### Source passage:
Studio album by Cream
- Released: 9 December 1966
- Recorded: August–November 1966
- Studios: Rayrik & Ryemuse (London)
- Genres: Blues rock; psychedelic rock;
- Length: 37:48 (LP version), 40:39 (CD version)
- Label: Reaction
- Producer: Robert Stigwood

Cream chronology
|  | Fresh Cream (1966) | Disraeli Gears (1967) |

Singles from Fresh Cream
- "Spoonful" Released: September 1967;

= Fresh Cream =

Fresh Cream is the debut studio album by the British rock band Cream, consisting of bassist Jack Bruce, guitarist Eric Clapton and drummer Ginger Baker. A mix of blues covers and originals, the album was a pivotal release in the history of blues rock, inspiring many further bands in the genre, as well as being instrumental in the development of jam rock and, later, heavy metal music. In 2012, Rolling Stone ranked it at number 102 in their list of the 500 Greatest Albums of All Time.

### Exercise goal:
Rewrite the part of the Fresh Cream article that opens with the words containing "Fresh Cream is" and closes with "of All Time.", changing "debut" to "first".

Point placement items
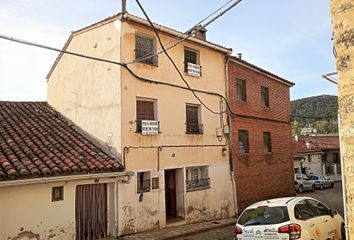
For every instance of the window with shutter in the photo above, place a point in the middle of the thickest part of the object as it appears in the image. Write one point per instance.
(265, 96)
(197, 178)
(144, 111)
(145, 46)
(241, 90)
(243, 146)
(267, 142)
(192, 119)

### Exercise answer:
Fresh Cream is the first studio album by the British rock band Cream, consisting of bassist Jack Bruce, guitarist Eric Clapton and drummer Ginger Baker. A mix of blues covers and originals, the album was a pivotal release in the history of blues rock, inspiring many further bands in the genre, as well as being instrumental in the development of jam rock and, later, heavy metal music. In 2012, Rolling Stone ranked it at number 102 in their list of the 500 Greatest Albums of All Time.